BEGIN Records provided
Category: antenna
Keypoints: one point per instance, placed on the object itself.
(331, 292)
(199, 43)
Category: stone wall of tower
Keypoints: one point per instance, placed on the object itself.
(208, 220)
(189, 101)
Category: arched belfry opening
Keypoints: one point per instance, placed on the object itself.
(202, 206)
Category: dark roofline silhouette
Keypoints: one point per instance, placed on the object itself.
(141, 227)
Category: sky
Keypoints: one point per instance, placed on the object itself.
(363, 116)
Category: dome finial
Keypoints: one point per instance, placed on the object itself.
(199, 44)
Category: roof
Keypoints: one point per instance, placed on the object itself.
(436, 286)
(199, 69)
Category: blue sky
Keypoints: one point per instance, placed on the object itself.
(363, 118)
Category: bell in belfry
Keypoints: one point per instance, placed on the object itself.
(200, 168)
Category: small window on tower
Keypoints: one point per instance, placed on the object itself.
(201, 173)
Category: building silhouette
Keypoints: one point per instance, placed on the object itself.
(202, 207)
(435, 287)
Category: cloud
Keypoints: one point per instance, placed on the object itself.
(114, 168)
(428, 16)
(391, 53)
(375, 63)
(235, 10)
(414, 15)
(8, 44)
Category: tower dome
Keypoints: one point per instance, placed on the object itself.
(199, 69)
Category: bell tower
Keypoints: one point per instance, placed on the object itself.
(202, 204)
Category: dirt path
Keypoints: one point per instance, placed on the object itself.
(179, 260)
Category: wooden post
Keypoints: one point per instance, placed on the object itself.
END Records provided
• Work instructions:
In the lines above, find the word "silhouette" and copy each line that contains it.

• Response box:
Category: dark roofline silhouette
Category: building silhouette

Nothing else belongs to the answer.